** begin GIVEN DATA **

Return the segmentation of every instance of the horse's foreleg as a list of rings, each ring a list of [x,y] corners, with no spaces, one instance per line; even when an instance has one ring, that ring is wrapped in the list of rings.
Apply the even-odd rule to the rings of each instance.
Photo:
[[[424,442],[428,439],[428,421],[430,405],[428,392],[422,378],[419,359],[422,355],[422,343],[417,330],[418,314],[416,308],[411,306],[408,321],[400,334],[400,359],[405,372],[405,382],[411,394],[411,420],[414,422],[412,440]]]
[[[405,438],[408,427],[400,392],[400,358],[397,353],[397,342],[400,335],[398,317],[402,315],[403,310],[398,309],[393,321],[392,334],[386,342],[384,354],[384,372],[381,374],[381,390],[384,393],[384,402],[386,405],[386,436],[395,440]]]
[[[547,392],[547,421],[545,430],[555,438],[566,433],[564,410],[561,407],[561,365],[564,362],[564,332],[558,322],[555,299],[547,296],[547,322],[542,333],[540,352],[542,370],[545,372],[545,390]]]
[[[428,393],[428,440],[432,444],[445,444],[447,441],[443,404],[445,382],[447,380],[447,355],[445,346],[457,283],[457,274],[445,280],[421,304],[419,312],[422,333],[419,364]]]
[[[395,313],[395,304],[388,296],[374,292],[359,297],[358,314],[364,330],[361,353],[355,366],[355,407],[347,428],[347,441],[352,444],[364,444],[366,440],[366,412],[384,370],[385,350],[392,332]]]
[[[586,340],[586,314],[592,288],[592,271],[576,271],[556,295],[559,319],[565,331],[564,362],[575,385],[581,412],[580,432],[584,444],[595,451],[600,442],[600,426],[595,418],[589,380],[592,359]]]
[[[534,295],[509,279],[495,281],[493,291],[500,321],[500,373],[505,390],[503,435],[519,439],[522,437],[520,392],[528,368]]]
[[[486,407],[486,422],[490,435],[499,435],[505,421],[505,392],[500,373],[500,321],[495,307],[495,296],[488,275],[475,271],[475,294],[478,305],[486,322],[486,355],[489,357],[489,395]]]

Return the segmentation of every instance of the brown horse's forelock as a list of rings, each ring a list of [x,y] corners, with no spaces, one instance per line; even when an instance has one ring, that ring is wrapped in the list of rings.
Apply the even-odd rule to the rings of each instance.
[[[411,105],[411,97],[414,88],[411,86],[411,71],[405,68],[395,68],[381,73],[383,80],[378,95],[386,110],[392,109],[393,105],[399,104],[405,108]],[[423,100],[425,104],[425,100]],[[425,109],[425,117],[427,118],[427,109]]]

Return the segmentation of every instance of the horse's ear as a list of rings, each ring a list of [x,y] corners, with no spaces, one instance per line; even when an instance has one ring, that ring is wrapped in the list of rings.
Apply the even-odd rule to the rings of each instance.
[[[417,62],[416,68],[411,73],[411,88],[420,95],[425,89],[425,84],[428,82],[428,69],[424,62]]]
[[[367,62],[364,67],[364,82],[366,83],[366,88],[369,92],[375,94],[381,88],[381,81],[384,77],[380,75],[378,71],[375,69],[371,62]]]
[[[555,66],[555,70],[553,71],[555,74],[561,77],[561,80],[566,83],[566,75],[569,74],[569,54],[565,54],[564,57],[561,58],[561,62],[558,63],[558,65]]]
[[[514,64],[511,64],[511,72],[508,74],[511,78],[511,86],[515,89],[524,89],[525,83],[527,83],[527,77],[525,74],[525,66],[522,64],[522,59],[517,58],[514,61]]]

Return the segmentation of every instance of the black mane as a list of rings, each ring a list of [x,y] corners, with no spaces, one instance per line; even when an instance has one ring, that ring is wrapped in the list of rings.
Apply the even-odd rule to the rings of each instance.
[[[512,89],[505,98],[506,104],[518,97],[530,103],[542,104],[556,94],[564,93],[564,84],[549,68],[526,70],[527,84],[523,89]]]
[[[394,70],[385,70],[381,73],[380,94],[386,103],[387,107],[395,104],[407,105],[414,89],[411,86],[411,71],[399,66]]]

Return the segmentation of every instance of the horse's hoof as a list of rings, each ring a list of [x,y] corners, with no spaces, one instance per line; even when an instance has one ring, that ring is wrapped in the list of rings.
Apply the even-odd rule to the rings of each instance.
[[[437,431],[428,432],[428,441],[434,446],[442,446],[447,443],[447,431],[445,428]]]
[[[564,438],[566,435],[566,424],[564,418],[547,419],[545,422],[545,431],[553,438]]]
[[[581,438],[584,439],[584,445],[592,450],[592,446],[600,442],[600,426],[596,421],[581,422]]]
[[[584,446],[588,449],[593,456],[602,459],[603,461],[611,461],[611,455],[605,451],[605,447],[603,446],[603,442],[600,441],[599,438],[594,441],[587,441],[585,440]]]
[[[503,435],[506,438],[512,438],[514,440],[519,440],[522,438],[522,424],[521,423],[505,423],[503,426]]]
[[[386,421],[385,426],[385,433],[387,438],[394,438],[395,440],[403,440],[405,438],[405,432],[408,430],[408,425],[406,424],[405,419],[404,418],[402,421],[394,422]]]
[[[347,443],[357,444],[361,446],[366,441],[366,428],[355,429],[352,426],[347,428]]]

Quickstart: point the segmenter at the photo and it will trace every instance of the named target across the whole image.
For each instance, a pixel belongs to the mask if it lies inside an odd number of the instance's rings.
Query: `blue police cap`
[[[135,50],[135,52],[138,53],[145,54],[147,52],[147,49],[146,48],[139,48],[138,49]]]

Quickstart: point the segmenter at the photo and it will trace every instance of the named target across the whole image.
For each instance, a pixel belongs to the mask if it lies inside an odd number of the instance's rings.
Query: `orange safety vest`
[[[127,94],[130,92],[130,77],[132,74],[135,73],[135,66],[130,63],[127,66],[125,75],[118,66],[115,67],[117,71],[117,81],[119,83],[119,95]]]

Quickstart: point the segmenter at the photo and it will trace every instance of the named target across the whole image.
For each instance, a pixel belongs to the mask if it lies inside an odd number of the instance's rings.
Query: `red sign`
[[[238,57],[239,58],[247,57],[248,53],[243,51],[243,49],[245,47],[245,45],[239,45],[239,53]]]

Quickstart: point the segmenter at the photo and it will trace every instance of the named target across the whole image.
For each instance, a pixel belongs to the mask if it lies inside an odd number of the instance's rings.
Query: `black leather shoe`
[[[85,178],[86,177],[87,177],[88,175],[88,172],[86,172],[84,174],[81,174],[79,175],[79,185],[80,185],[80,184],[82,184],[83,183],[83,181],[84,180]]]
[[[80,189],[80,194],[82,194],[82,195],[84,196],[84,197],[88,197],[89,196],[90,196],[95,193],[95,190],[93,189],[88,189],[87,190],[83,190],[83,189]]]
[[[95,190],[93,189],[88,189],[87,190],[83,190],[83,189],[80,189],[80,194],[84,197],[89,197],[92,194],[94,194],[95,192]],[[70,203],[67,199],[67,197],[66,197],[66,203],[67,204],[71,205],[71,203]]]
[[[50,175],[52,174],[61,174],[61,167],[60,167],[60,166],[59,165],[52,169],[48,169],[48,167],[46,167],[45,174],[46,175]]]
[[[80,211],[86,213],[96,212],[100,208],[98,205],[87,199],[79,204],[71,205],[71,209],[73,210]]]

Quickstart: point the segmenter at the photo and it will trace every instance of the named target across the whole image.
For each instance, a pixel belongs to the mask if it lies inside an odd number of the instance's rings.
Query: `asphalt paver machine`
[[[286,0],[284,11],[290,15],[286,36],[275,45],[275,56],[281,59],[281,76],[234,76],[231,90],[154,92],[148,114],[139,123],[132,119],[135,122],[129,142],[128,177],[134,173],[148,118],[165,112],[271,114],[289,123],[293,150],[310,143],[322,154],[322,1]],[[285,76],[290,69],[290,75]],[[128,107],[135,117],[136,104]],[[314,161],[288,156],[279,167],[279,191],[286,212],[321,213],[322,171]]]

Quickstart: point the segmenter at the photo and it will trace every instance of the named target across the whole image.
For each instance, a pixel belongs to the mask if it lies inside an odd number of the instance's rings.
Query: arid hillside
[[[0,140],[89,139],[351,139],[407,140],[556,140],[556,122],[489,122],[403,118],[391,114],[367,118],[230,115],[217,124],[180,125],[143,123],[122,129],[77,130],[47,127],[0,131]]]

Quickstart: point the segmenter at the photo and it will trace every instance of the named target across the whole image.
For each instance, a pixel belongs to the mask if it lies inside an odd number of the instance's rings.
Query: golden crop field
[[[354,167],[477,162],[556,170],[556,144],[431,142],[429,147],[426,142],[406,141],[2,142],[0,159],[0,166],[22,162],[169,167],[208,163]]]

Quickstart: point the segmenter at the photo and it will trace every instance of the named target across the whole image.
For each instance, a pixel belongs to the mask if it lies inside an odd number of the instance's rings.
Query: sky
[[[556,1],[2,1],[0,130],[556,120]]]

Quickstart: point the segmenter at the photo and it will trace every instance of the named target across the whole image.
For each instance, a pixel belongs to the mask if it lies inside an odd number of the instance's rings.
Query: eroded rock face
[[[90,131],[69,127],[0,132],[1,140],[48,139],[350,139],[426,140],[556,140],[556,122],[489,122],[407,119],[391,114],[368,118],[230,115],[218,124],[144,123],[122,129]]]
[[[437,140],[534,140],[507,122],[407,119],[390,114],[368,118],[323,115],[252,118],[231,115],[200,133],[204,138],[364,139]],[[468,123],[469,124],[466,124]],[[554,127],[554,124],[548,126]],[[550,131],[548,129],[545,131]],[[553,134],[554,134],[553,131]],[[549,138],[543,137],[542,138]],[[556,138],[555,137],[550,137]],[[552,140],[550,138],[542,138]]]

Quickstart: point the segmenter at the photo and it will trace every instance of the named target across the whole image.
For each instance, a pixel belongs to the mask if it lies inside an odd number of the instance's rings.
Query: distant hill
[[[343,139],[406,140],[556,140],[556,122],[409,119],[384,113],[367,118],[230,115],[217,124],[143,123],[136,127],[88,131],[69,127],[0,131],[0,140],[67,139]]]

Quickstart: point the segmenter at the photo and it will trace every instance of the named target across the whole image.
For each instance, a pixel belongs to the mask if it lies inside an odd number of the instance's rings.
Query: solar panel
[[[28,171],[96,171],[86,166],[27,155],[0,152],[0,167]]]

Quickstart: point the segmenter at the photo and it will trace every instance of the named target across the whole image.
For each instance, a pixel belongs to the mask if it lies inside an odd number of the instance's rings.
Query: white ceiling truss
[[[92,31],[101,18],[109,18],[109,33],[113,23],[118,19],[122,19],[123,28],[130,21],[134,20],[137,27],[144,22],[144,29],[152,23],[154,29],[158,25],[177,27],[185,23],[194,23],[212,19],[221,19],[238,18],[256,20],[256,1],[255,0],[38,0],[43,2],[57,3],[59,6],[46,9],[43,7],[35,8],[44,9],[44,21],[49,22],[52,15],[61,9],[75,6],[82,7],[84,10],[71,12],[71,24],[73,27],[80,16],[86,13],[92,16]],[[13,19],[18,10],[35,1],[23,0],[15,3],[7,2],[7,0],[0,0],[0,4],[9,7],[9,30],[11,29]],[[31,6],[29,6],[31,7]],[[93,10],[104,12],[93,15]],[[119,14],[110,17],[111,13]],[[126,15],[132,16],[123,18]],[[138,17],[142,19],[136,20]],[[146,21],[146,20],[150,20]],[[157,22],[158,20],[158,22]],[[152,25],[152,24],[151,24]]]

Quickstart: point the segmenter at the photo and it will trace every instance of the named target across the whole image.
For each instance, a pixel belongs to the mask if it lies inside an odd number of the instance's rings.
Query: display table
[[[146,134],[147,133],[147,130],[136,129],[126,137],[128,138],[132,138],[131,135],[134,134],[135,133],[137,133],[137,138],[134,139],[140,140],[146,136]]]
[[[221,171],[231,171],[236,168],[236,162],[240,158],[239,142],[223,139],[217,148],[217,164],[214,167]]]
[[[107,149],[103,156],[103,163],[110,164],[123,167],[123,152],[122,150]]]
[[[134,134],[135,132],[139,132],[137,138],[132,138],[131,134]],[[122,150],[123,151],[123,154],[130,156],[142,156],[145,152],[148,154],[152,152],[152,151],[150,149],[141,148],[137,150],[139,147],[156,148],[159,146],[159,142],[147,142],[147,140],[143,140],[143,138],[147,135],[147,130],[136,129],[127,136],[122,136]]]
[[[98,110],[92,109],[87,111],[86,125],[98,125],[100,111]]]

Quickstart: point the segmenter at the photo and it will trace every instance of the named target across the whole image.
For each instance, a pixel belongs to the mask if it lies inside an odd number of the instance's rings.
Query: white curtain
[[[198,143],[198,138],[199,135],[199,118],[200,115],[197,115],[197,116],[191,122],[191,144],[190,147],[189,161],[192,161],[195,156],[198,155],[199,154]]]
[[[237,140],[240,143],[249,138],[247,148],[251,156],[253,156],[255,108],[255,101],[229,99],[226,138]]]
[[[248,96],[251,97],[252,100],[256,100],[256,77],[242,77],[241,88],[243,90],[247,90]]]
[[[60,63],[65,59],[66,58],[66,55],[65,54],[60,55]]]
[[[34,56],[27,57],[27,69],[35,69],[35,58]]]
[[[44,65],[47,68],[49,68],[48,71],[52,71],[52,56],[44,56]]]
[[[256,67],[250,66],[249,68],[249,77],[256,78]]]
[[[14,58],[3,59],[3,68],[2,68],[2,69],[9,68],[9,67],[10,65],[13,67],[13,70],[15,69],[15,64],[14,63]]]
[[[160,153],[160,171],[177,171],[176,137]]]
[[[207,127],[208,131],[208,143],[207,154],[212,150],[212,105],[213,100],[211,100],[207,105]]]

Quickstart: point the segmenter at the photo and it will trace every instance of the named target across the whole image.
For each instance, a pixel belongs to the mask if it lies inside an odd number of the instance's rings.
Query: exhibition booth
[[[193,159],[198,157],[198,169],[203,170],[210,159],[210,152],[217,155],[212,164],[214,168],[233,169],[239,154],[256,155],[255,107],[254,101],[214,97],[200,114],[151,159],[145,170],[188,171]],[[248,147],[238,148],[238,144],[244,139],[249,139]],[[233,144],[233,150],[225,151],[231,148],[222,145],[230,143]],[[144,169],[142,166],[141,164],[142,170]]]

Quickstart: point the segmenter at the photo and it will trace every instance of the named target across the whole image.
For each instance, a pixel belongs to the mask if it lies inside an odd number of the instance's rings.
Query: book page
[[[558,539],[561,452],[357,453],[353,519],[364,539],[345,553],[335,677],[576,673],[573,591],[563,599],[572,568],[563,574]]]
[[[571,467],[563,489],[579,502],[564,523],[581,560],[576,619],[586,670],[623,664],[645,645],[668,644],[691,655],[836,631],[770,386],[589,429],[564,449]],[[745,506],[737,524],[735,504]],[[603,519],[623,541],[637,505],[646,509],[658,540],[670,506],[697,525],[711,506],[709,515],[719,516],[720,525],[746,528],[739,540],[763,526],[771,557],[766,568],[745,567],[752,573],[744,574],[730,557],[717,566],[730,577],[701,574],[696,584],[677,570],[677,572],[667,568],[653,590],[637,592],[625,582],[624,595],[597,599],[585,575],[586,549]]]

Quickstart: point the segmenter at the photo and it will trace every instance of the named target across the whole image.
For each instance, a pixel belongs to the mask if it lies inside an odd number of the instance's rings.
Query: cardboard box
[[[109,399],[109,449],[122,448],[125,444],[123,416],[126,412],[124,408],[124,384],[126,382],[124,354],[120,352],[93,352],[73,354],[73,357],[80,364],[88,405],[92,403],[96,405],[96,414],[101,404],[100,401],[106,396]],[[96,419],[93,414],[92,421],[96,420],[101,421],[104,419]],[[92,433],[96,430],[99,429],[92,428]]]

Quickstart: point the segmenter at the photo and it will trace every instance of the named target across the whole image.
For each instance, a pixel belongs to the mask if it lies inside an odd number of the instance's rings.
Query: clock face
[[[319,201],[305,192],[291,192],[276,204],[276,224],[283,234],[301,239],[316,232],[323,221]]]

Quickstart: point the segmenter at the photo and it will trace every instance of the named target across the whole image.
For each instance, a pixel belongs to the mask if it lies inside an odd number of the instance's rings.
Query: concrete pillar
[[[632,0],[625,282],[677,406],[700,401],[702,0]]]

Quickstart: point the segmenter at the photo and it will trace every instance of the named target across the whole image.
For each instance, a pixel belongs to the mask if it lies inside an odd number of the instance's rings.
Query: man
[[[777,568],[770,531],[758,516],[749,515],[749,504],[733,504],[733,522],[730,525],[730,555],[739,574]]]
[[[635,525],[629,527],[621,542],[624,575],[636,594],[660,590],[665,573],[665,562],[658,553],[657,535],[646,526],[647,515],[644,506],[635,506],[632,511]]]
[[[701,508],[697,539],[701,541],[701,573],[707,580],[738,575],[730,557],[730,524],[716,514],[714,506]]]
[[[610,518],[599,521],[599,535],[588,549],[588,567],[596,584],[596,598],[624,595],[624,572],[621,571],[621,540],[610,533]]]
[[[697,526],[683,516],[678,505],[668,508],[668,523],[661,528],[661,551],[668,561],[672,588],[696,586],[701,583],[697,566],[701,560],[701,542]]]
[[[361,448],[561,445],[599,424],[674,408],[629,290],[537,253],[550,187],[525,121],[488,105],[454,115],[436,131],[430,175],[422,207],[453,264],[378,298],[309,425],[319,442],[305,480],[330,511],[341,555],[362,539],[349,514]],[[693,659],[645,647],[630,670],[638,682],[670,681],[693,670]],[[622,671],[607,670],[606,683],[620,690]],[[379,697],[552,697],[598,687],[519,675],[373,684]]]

** end GIVEN DATA **

Select each line of the records that contains the word "white" and copy those lines out.

◆ **FULL OUTPUT**:
Query: white ceiling truss
Query: white curtain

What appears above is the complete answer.